Leave out every picture, and return exactly the lines from the line containing "point: the hat brim in this photo" through the end of the records below, both inclusive.

◆ Excerpt from a dataset ◆
## start
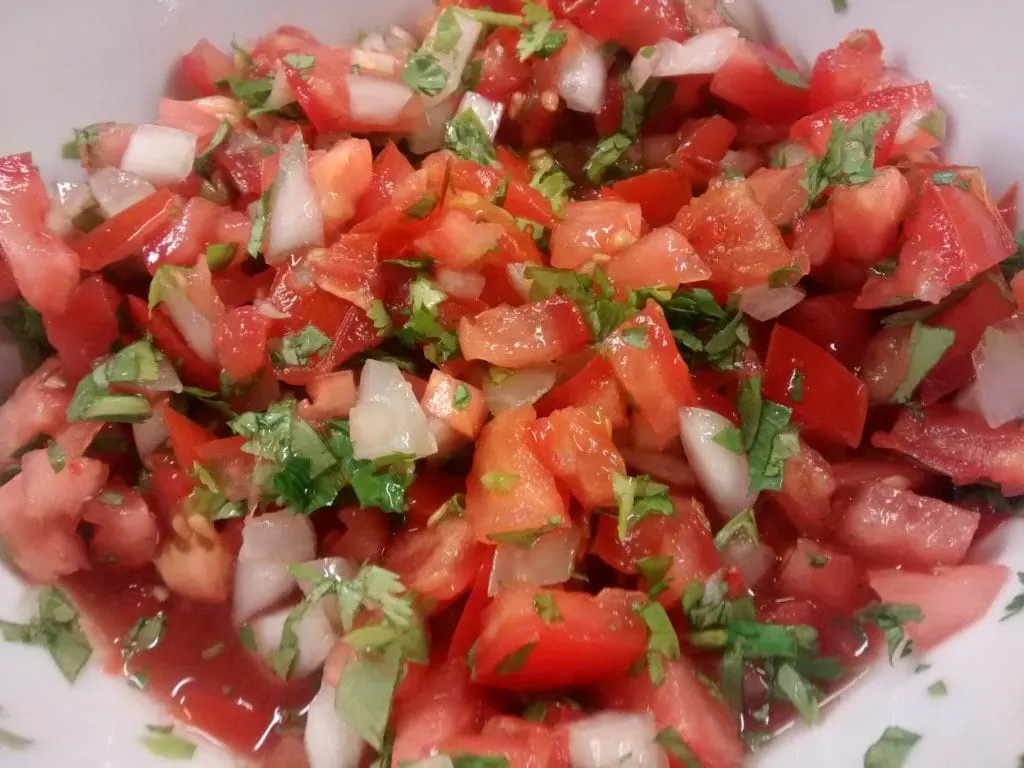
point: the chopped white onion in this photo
(281, 92)
(387, 419)
(701, 54)
(116, 190)
(295, 213)
(581, 81)
(148, 435)
(615, 739)
(723, 474)
(313, 636)
(998, 360)
(160, 155)
(489, 113)
(549, 561)
(430, 136)
(270, 544)
(461, 285)
(523, 386)
(764, 303)
(330, 739)
(376, 100)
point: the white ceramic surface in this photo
(68, 62)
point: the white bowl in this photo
(69, 64)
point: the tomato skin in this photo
(951, 599)
(598, 637)
(526, 335)
(890, 526)
(846, 71)
(591, 228)
(655, 376)
(577, 449)
(240, 339)
(532, 502)
(826, 382)
(984, 305)
(46, 270)
(128, 232)
(593, 388)
(87, 328)
(662, 257)
(683, 702)
(734, 237)
(659, 193)
(745, 81)
(205, 65)
(950, 237)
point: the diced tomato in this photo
(240, 339)
(593, 388)
(961, 445)
(598, 637)
(458, 404)
(892, 526)
(748, 81)
(594, 229)
(87, 328)
(632, 24)
(577, 449)
(684, 538)
(951, 599)
(205, 65)
(684, 704)
(832, 322)
(650, 369)
(825, 577)
(130, 231)
(516, 337)
(808, 484)
(984, 305)
(349, 269)
(437, 562)
(734, 238)
(846, 71)
(663, 257)
(522, 496)
(779, 193)
(659, 193)
(866, 217)
(825, 382)
(46, 270)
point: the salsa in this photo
(563, 384)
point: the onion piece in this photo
(998, 360)
(375, 100)
(489, 113)
(549, 561)
(581, 81)
(461, 285)
(387, 418)
(723, 474)
(764, 303)
(313, 636)
(295, 213)
(160, 155)
(523, 386)
(701, 54)
(330, 739)
(150, 434)
(116, 190)
(615, 739)
(270, 544)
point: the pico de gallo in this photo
(555, 384)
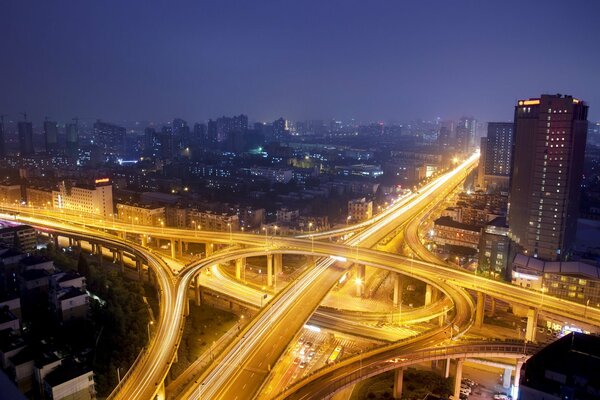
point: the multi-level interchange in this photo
(454, 298)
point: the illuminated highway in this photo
(152, 372)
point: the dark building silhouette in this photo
(496, 155)
(2, 142)
(72, 132)
(549, 146)
(25, 139)
(465, 135)
(51, 135)
(565, 369)
(110, 137)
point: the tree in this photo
(82, 266)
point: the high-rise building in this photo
(72, 139)
(280, 129)
(110, 137)
(496, 154)
(51, 135)
(549, 146)
(2, 143)
(25, 138)
(465, 135)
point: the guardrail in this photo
(393, 361)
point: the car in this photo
(469, 382)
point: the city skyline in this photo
(388, 62)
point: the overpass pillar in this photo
(458, 377)
(99, 250)
(360, 279)
(278, 263)
(492, 307)
(398, 380)
(269, 270)
(506, 378)
(397, 290)
(428, 294)
(518, 374)
(198, 293)
(532, 315)
(479, 309)
(120, 258)
(240, 268)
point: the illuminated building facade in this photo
(549, 146)
(90, 199)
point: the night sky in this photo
(368, 60)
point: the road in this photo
(240, 372)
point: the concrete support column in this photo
(518, 374)
(99, 249)
(121, 261)
(428, 293)
(198, 293)
(479, 309)
(397, 290)
(138, 266)
(278, 263)
(269, 270)
(360, 280)
(458, 377)
(506, 378)
(492, 307)
(398, 380)
(532, 315)
(240, 268)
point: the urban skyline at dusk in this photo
(382, 62)
(284, 200)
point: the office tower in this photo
(2, 142)
(549, 146)
(25, 139)
(211, 133)
(110, 137)
(496, 155)
(149, 135)
(200, 135)
(51, 135)
(280, 129)
(465, 135)
(72, 139)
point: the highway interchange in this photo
(241, 369)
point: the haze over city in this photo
(381, 61)
(272, 200)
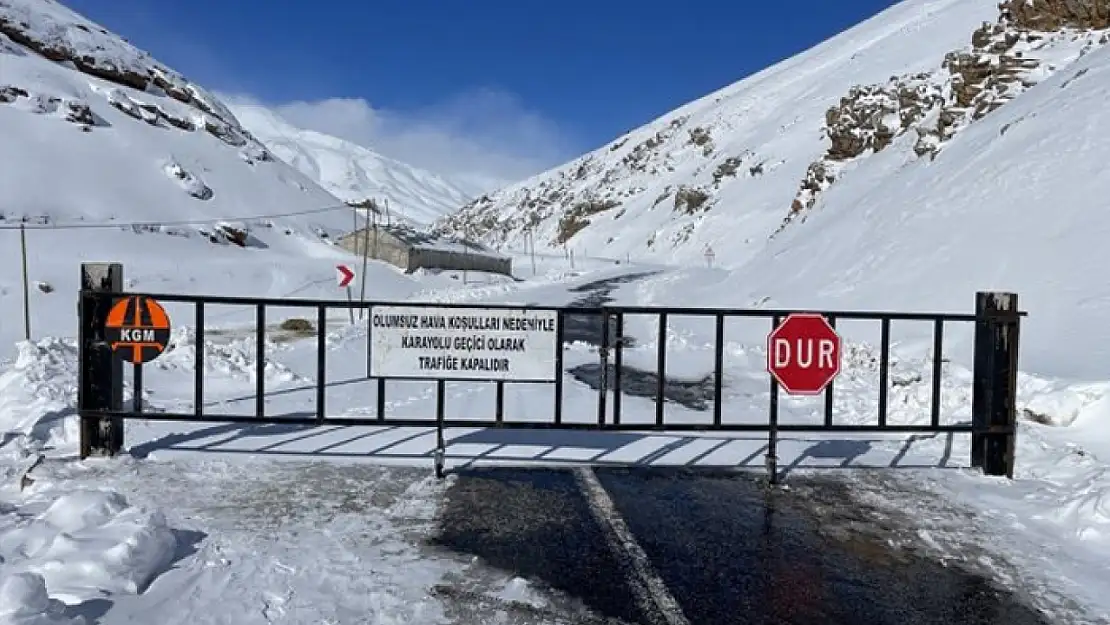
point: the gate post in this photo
(995, 383)
(100, 384)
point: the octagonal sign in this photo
(804, 353)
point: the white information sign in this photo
(511, 344)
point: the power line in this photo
(80, 225)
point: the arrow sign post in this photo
(344, 276)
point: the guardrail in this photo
(992, 426)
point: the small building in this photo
(410, 250)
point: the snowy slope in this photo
(115, 137)
(353, 172)
(727, 170)
(855, 189)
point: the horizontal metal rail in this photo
(406, 422)
(673, 311)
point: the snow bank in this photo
(38, 394)
(78, 546)
(23, 601)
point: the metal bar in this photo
(603, 373)
(137, 387)
(199, 362)
(343, 304)
(431, 422)
(312, 303)
(381, 400)
(718, 369)
(773, 426)
(370, 342)
(828, 390)
(617, 369)
(661, 368)
(321, 364)
(558, 368)
(938, 350)
(884, 369)
(441, 447)
(501, 402)
(260, 356)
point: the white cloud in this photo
(483, 139)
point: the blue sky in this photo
(482, 88)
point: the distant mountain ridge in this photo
(353, 172)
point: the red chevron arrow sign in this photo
(344, 275)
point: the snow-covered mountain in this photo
(939, 148)
(353, 172)
(94, 132)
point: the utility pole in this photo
(27, 286)
(365, 255)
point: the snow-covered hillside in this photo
(729, 169)
(96, 133)
(353, 172)
(909, 193)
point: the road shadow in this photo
(726, 547)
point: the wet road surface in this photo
(688, 546)
(695, 394)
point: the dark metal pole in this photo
(773, 425)
(995, 382)
(27, 288)
(100, 384)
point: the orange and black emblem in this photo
(138, 329)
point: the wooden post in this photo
(995, 383)
(101, 374)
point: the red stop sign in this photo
(804, 353)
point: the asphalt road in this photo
(675, 547)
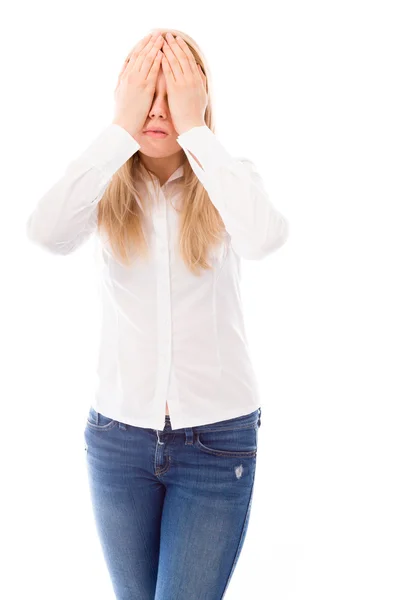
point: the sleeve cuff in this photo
(111, 149)
(206, 147)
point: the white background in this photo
(310, 92)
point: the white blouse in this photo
(167, 335)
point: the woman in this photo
(171, 435)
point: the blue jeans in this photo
(171, 507)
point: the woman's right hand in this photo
(137, 83)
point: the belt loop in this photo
(189, 435)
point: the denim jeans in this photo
(171, 506)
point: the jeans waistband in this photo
(248, 420)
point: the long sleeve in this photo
(236, 189)
(67, 213)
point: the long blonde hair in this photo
(120, 214)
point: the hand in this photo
(186, 85)
(136, 84)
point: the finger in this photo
(168, 73)
(146, 56)
(182, 50)
(136, 48)
(153, 74)
(171, 50)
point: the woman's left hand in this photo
(186, 85)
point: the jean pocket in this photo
(234, 443)
(99, 422)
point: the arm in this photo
(67, 213)
(237, 191)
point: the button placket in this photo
(164, 324)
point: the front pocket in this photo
(96, 420)
(234, 443)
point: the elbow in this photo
(37, 237)
(253, 249)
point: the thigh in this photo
(206, 513)
(127, 504)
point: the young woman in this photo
(171, 435)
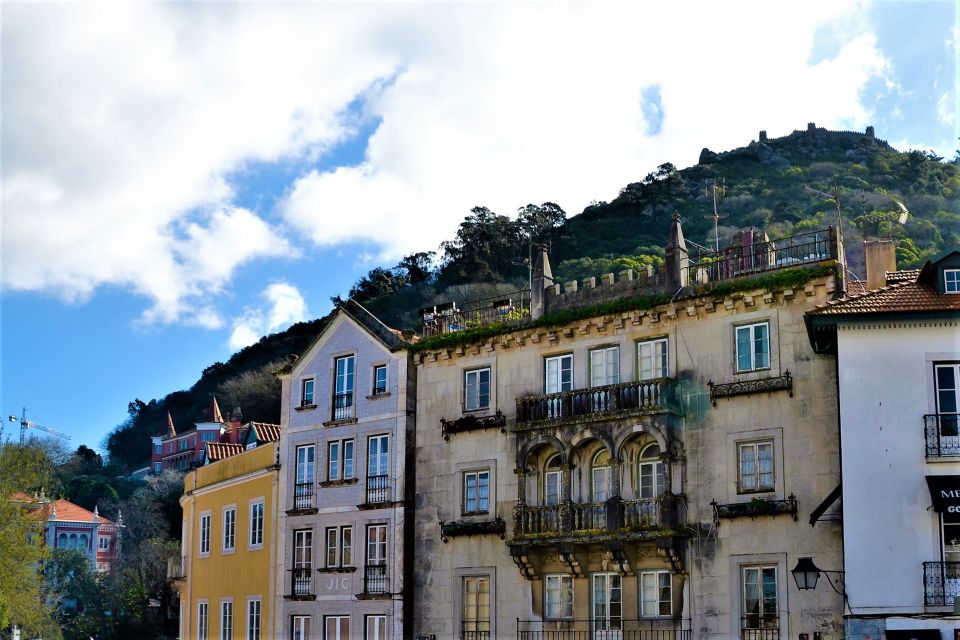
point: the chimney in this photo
(677, 262)
(541, 277)
(881, 257)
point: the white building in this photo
(898, 358)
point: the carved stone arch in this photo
(523, 453)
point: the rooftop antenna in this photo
(716, 216)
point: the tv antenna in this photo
(30, 424)
(716, 216)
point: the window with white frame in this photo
(755, 466)
(604, 366)
(951, 280)
(340, 459)
(656, 598)
(758, 588)
(652, 359)
(753, 346)
(379, 379)
(256, 524)
(226, 620)
(476, 491)
(300, 628)
(229, 529)
(306, 392)
(558, 596)
(253, 619)
(476, 389)
(336, 628)
(339, 550)
(343, 391)
(203, 620)
(204, 534)
(475, 617)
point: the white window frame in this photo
(226, 619)
(756, 485)
(257, 514)
(653, 359)
(755, 363)
(203, 535)
(229, 537)
(558, 596)
(473, 385)
(481, 499)
(338, 546)
(308, 392)
(254, 618)
(203, 620)
(951, 280)
(661, 584)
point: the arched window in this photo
(600, 476)
(551, 481)
(651, 479)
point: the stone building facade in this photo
(640, 470)
(343, 541)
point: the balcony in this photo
(941, 583)
(375, 580)
(594, 403)
(604, 629)
(942, 432)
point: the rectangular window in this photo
(652, 359)
(476, 607)
(306, 393)
(229, 528)
(376, 628)
(655, 594)
(204, 534)
(753, 346)
(336, 627)
(256, 524)
(476, 389)
(226, 620)
(755, 466)
(253, 619)
(379, 379)
(300, 628)
(604, 366)
(339, 546)
(343, 392)
(476, 492)
(951, 280)
(203, 620)
(759, 591)
(559, 596)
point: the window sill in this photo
(339, 483)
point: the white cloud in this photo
(284, 307)
(124, 124)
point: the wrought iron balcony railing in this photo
(378, 489)
(375, 579)
(302, 581)
(612, 399)
(343, 406)
(303, 495)
(941, 583)
(604, 629)
(942, 432)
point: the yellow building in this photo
(226, 579)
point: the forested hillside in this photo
(782, 186)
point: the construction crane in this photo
(30, 424)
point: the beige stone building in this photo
(639, 458)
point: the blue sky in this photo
(180, 179)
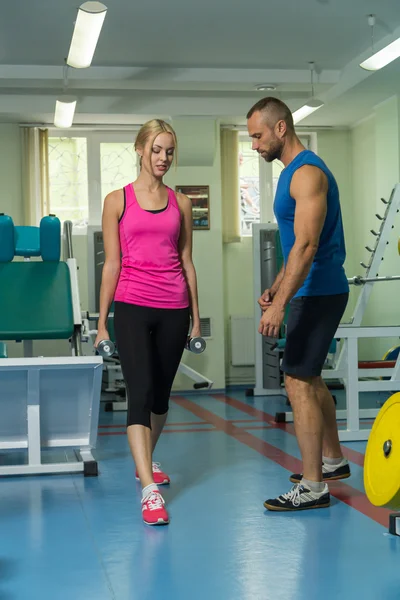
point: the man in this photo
(314, 282)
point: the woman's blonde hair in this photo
(150, 130)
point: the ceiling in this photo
(182, 58)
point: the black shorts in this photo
(311, 327)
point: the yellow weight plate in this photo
(382, 457)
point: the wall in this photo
(10, 172)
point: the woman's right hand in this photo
(102, 334)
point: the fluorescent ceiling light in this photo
(87, 30)
(312, 105)
(383, 57)
(64, 114)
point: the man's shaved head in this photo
(273, 111)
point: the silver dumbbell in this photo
(106, 348)
(196, 345)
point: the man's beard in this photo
(274, 152)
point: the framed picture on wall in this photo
(200, 197)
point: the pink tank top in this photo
(151, 273)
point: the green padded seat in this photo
(35, 301)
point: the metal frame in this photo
(259, 390)
(32, 369)
(346, 367)
(36, 387)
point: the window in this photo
(258, 181)
(83, 169)
(68, 179)
(118, 166)
(249, 187)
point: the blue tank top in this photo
(327, 275)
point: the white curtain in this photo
(35, 174)
(230, 185)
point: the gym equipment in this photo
(267, 260)
(346, 366)
(382, 461)
(105, 348)
(197, 345)
(53, 402)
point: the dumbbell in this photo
(196, 345)
(105, 348)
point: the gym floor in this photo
(71, 538)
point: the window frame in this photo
(94, 139)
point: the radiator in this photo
(242, 341)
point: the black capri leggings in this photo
(150, 344)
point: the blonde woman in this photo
(154, 288)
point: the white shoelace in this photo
(294, 495)
(154, 501)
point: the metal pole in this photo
(68, 239)
(361, 280)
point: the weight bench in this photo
(45, 402)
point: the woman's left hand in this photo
(196, 331)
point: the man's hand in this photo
(265, 300)
(271, 321)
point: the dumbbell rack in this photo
(346, 367)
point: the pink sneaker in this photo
(160, 478)
(153, 510)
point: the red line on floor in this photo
(352, 455)
(339, 490)
(166, 425)
(119, 426)
(194, 430)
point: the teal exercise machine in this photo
(49, 405)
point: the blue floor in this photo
(71, 538)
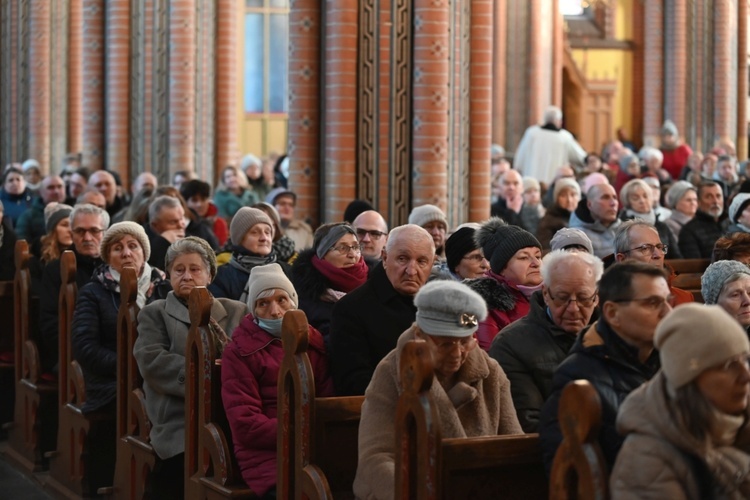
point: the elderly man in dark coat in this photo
(366, 323)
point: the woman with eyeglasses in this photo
(471, 391)
(515, 273)
(636, 198)
(251, 232)
(726, 283)
(686, 432)
(323, 274)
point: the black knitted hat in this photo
(500, 242)
(459, 244)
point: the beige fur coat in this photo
(479, 404)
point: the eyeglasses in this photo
(374, 234)
(465, 344)
(654, 302)
(477, 257)
(81, 231)
(648, 249)
(344, 249)
(565, 300)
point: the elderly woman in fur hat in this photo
(515, 273)
(159, 350)
(686, 429)
(470, 389)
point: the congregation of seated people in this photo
(576, 278)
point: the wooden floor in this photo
(15, 485)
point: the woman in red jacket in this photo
(250, 372)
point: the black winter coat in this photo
(613, 368)
(529, 351)
(94, 339)
(310, 285)
(365, 326)
(49, 295)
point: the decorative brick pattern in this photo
(480, 120)
(304, 105)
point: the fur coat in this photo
(479, 404)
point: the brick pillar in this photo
(535, 61)
(340, 97)
(75, 80)
(723, 71)
(742, 11)
(675, 53)
(499, 56)
(93, 83)
(118, 87)
(431, 84)
(304, 134)
(39, 82)
(480, 121)
(181, 87)
(653, 77)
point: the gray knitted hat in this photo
(739, 203)
(267, 277)
(677, 191)
(716, 275)
(693, 338)
(423, 214)
(449, 308)
(500, 242)
(55, 212)
(570, 236)
(117, 231)
(244, 220)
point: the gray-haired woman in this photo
(160, 352)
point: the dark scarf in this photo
(344, 279)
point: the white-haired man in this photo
(545, 148)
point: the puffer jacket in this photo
(505, 304)
(602, 237)
(94, 338)
(478, 404)
(249, 384)
(662, 459)
(529, 351)
(163, 328)
(612, 366)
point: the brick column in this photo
(723, 80)
(39, 82)
(675, 53)
(499, 74)
(653, 76)
(431, 84)
(181, 86)
(340, 97)
(480, 121)
(304, 134)
(75, 80)
(226, 84)
(742, 11)
(93, 83)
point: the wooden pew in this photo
(428, 467)
(578, 470)
(35, 414)
(7, 362)
(211, 470)
(136, 458)
(317, 442)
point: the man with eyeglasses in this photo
(616, 354)
(87, 225)
(531, 348)
(639, 240)
(372, 232)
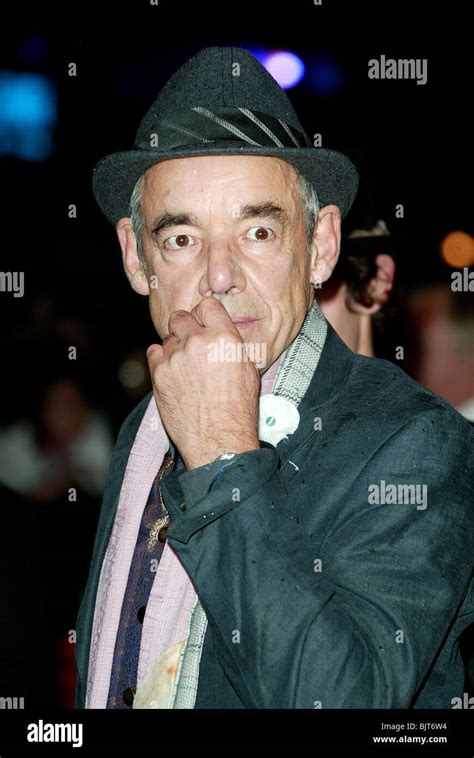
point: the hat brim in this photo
(331, 173)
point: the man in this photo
(285, 524)
(354, 298)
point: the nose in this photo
(222, 273)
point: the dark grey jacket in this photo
(320, 592)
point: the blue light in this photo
(27, 115)
(285, 67)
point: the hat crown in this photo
(221, 77)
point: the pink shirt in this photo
(172, 595)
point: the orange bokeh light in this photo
(457, 249)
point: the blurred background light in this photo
(27, 115)
(457, 249)
(287, 68)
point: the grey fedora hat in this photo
(222, 101)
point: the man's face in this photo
(231, 227)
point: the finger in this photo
(182, 324)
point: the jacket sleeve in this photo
(355, 623)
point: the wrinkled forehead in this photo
(214, 179)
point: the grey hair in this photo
(308, 196)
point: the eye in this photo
(260, 234)
(179, 241)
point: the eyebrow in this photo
(261, 210)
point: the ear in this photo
(379, 287)
(132, 265)
(326, 244)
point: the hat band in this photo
(199, 125)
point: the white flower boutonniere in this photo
(278, 417)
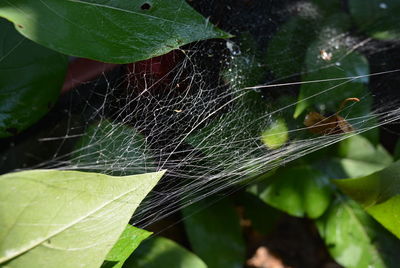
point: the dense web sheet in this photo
(218, 114)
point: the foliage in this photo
(54, 218)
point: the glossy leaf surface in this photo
(53, 218)
(159, 252)
(129, 240)
(31, 77)
(115, 31)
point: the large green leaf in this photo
(354, 239)
(263, 217)
(299, 191)
(214, 233)
(378, 18)
(126, 154)
(294, 36)
(126, 244)
(31, 77)
(116, 31)
(379, 194)
(52, 218)
(159, 252)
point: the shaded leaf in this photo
(30, 80)
(127, 154)
(299, 191)
(215, 234)
(129, 240)
(294, 36)
(342, 64)
(159, 252)
(356, 157)
(54, 218)
(354, 239)
(379, 194)
(115, 31)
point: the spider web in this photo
(217, 116)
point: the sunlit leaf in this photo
(31, 77)
(116, 31)
(378, 18)
(276, 134)
(51, 218)
(126, 244)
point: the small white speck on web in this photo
(383, 5)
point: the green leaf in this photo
(248, 115)
(129, 240)
(215, 234)
(31, 77)
(377, 18)
(263, 217)
(245, 69)
(116, 31)
(354, 239)
(127, 154)
(294, 36)
(299, 191)
(356, 156)
(379, 194)
(327, 96)
(329, 7)
(159, 252)
(52, 218)
(359, 148)
(396, 154)
(276, 135)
## end
◆ Solution ◆
point: the hat brim in this photo
(331, 173)
point: the man in this photo
(285, 524)
(354, 298)
point: the nose in this photo
(222, 273)
point: the dark grey jacket in this photo
(320, 592)
point: the blue light in this photo
(27, 115)
(285, 67)
point: the hat crown in this photo
(221, 77)
point: the pink shirt in this photo
(172, 595)
point: the orange bokeh light in this photo
(457, 249)
point: the blurred background light in this photo
(27, 115)
(457, 249)
(287, 68)
point: the grey fedora hat in this photo
(222, 101)
point: the man's face in this photo
(231, 227)
point: the finger in this photo
(182, 324)
point: the jacket sleeve in this photo
(355, 623)
point: the wrinkled forehead in this photo
(214, 179)
point: the grey hair in this photo
(308, 196)
point: the eye in this photo
(260, 234)
(179, 241)
point: the eyebrow in this photo
(261, 210)
point: the ear in this photo
(379, 287)
(132, 265)
(326, 244)
point: the hat band in this photo
(199, 125)
point: the white flower boutonniere in this photo
(278, 417)
point: the dense web sheet in this photo
(218, 114)
point: the foliage in this photo
(54, 218)
point: the glossy leaf surface in this photo
(53, 218)
(159, 252)
(129, 240)
(31, 77)
(115, 31)
point: the large green leaf in this photo
(354, 239)
(263, 217)
(299, 191)
(214, 233)
(378, 18)
(126, 154)
(294, 36)
(126, 244)
(31, 77)
(116, 31)
(379, 194)
(52, 218)
(159, 252)
point: the shaded leaf in this photo
(30, 80)
(127, 154)
(299, 191)
(215, 234)
(129, 240)
(294, 36)
(342, 64)
(159, 252)
(356, 157)
(54, 218)
(354, 239)
(379, 194)
(115, 31)
point: the spider web in this photo
(217, 116)
point: the sunlit leaf in this photo
(31, 77)
(116, 31)
(378, 18)
(276, 134)
(51, 218)
(126, 244)
point: the small white speck on web in this photo
(383, 5)
point: the green leaf in this photo
(248, 115)
(129, 240)
(215, 234)
(31, 77)
(377, 18)
(263, 217)
(245, 69)
(116, 31)
(354, 239)
(127, 154)
(294, 36)
(299, 191)
(356, 156)
(379, 194)
(327, 96)
(329, 7)
(159, 252)
(52, 218)
(359, 148)
(396, 154)
(276, 135)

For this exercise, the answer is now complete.